=== DATASET EXCERPTS ===

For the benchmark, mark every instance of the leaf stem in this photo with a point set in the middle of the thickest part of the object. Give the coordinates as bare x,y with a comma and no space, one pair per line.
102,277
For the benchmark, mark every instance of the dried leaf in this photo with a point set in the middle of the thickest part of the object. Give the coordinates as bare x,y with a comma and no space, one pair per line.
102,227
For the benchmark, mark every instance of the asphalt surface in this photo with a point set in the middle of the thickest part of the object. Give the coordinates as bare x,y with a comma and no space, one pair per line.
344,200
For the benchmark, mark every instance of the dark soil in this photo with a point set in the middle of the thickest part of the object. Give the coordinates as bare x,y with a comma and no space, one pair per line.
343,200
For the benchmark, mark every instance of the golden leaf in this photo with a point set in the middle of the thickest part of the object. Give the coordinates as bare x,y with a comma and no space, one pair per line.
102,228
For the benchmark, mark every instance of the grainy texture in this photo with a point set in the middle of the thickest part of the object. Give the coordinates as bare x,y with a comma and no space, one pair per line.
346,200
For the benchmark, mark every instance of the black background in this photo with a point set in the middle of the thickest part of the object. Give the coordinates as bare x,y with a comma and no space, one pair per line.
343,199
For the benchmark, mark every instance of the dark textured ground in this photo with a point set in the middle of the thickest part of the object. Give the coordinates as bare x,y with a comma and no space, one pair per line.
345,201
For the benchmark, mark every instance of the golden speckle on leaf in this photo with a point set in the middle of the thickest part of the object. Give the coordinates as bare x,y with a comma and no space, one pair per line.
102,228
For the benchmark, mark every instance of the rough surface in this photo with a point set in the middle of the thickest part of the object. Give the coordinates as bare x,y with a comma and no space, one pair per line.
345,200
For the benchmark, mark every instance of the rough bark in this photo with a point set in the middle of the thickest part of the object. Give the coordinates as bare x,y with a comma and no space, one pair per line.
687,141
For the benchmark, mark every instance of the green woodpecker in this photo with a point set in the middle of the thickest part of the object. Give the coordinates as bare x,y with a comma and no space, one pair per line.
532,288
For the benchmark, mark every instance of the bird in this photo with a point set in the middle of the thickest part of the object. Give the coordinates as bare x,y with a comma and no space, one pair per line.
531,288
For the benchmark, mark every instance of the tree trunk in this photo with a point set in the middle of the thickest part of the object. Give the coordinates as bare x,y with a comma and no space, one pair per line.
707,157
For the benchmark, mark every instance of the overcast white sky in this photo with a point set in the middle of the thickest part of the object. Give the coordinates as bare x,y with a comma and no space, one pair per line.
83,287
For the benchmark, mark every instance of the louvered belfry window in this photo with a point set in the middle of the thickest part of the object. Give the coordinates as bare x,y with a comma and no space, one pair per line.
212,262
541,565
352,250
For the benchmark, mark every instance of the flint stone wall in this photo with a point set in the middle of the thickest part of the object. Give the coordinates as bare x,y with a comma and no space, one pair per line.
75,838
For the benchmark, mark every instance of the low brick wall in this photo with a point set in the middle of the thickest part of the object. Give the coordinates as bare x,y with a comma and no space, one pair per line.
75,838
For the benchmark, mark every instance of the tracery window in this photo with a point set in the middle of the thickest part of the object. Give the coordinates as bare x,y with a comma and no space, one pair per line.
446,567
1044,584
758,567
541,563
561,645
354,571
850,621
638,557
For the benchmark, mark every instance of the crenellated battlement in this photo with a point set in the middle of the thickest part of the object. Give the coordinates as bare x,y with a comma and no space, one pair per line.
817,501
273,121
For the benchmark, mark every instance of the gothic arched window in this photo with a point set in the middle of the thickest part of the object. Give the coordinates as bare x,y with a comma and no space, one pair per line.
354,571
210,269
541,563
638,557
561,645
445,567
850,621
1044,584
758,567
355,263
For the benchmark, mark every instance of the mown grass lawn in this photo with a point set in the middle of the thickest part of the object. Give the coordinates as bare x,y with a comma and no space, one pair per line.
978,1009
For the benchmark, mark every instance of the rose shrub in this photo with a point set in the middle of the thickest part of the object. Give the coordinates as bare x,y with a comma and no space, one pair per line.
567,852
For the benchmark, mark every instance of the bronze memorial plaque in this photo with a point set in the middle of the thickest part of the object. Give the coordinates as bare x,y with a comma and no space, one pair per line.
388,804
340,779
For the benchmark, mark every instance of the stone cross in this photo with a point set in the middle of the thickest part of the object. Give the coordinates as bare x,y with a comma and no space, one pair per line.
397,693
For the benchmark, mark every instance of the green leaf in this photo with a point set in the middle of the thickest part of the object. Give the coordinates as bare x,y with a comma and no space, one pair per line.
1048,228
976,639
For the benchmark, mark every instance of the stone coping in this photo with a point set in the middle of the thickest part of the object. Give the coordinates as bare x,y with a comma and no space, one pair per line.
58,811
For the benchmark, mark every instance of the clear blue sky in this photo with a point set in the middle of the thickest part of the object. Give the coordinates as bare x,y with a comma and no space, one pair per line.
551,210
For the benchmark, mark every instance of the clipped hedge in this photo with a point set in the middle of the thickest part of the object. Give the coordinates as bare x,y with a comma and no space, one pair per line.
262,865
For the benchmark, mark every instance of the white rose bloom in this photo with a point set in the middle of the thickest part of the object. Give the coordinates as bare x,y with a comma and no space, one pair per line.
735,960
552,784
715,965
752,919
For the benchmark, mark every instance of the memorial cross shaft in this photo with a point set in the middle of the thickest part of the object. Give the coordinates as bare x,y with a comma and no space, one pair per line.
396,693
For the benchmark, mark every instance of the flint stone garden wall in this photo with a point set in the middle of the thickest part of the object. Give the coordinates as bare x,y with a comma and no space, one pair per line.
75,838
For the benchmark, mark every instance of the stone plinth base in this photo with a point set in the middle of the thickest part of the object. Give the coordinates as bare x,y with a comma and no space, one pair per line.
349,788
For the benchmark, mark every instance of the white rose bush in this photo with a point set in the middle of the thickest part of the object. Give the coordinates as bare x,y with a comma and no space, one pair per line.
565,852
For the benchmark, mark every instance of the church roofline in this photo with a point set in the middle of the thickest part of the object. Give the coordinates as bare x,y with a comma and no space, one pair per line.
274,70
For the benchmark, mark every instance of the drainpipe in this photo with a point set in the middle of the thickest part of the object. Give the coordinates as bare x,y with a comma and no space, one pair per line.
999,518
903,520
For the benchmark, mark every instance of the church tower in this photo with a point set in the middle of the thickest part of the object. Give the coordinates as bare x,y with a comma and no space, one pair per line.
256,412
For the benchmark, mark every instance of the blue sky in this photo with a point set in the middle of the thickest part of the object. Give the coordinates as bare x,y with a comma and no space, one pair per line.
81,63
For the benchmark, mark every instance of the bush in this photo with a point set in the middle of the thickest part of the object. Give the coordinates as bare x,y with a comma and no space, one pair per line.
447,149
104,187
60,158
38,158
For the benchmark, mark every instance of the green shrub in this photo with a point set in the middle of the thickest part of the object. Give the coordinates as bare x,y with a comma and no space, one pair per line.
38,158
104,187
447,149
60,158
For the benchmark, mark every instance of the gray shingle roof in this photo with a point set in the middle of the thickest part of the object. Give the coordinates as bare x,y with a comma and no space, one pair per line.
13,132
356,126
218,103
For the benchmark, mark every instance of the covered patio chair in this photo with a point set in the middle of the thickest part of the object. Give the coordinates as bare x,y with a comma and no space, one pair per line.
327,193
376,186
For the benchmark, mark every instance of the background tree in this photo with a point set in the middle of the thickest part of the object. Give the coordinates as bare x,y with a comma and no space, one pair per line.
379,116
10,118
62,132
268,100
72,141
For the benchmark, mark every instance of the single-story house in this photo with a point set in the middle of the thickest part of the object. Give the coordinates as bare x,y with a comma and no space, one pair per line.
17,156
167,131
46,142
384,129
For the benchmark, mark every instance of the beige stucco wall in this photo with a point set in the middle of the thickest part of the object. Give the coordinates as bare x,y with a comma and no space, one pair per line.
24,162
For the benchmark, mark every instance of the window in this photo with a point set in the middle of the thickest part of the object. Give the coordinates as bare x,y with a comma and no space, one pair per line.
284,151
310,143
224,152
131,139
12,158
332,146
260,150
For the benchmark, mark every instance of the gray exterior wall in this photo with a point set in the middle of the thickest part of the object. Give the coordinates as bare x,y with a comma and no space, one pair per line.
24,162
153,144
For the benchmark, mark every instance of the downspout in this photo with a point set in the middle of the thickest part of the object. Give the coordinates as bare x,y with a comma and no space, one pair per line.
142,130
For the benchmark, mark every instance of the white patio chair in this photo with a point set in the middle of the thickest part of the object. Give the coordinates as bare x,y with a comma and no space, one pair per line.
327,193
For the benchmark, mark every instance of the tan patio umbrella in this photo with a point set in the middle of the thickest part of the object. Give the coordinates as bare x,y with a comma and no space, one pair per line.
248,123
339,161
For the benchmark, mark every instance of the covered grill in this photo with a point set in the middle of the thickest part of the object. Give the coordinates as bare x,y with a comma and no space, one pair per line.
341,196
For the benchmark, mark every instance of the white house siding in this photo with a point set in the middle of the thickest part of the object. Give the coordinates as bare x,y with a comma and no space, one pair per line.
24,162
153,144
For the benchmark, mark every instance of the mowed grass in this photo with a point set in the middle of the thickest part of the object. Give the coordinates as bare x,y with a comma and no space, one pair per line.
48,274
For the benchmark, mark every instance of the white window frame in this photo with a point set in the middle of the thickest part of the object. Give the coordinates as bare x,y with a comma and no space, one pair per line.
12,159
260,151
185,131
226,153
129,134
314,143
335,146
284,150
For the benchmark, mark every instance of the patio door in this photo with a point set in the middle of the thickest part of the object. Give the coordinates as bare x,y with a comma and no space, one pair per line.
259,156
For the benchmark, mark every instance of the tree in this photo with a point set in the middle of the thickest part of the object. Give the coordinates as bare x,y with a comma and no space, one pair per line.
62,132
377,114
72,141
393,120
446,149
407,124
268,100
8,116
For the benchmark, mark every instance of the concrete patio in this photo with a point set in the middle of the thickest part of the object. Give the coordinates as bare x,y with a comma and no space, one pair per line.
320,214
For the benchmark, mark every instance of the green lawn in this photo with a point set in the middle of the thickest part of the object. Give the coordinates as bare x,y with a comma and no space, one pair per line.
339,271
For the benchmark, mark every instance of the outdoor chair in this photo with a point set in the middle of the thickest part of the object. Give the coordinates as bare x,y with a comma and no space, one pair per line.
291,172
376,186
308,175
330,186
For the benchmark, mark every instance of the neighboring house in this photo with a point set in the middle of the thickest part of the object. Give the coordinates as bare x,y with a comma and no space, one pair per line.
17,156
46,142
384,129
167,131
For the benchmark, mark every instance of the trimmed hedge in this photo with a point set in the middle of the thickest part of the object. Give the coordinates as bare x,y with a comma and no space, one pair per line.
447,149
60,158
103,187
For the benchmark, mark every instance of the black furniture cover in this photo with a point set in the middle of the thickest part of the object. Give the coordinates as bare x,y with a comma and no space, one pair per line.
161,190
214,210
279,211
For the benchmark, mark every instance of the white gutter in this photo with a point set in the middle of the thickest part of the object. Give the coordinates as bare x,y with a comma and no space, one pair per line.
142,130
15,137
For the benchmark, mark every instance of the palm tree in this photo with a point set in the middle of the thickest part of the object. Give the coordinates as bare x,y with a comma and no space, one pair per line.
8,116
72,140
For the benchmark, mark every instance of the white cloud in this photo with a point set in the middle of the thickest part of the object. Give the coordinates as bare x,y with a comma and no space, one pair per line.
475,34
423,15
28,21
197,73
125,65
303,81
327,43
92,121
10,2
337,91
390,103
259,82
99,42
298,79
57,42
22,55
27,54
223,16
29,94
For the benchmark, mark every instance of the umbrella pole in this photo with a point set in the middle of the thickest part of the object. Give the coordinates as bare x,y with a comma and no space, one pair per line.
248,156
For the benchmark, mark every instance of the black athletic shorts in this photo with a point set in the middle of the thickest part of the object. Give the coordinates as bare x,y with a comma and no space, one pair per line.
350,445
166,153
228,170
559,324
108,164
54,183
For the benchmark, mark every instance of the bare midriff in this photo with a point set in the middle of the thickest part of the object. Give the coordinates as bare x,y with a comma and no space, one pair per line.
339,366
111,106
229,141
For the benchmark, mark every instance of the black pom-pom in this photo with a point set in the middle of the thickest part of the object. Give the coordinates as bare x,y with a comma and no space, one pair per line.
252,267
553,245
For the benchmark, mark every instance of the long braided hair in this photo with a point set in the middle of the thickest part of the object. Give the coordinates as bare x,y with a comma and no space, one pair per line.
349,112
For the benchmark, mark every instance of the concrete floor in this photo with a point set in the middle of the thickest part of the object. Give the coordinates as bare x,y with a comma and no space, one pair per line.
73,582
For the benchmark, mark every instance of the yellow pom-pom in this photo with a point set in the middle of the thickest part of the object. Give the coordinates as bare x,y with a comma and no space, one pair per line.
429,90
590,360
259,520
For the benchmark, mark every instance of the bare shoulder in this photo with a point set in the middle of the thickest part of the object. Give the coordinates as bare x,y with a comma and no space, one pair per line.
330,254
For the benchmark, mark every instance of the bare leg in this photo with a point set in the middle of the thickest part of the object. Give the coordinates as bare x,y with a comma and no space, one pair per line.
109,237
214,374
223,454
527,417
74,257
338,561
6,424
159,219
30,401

===

▶ _DIRECTIVE_
From the line holding "For the benchmark, mark every instance of the umbrella" through the last line above, reproduce each line exactly and add nothing.

▶ _RESPONSE_
For the benchmark, mark every instance of the umbrella pole in this photo with a point set in the middle of the thickest part of the object. Give the coordinates as bare x,y with a comma and no space, one pair per line.
248,156
For the benchmark, mark every instance of the black athletic shorts in this photo with a point set in the middle of the thickest part of the object. Give the coordinates as bare x,y with a comma and no space, one pair per line.
350,445
166,153
228,170
559,324
108,164
54,183
For the benchmark, mark every instance of the bare midriff in this photo with a point set in the middle of the thickest part of the object. Give the coordinates as bare x,y with a comma and no space, one pair per line.
339,366
111,106
229,141
For the benchmark, mark every instance of the black pom-pom in this photo with a point set in the middle of the thickest part of the object. Give the coordinates as bare x,y with a comma and no space, one pair per line.
252,267
553,245
For the benchmark, mark every instance of the long braided hair in this photo with a point set in the middle of the thickest part of the object. Give the coordinates as bare x,y with a comma and no space, one pair per line.
349,112
For the benchmark, mark every instance of the concrete floor in this photo with a point set in the middle of the thickest part of the object. Give the coordinates as bare x,y with a comma and no space, one pair per line.
73,582
For the benchmark, mark every instance of the yellow pom-pom in this photo with a point set in the middle of the thickest part of the object. Give the coordinates as bare x,y with a comma and no space, one pair per line.
429,90
590,360
259,520
For the benchmark, mark every instance of the bare shoulder in this photo with a point set in the middle of the thickest part of the object. Give the coordinates as bare x,y with a comma and no space, one pair per line.
330,254
For the benchmark, mark every instance of the bare leg in this photo with a point set in the middle of the thickest part of the object. Give the coordinates as bare x,y with a comma and no space, one pair per line.
109,237
214,374
223,454
527,417
74,257
338,561
6,424
159,219
30,401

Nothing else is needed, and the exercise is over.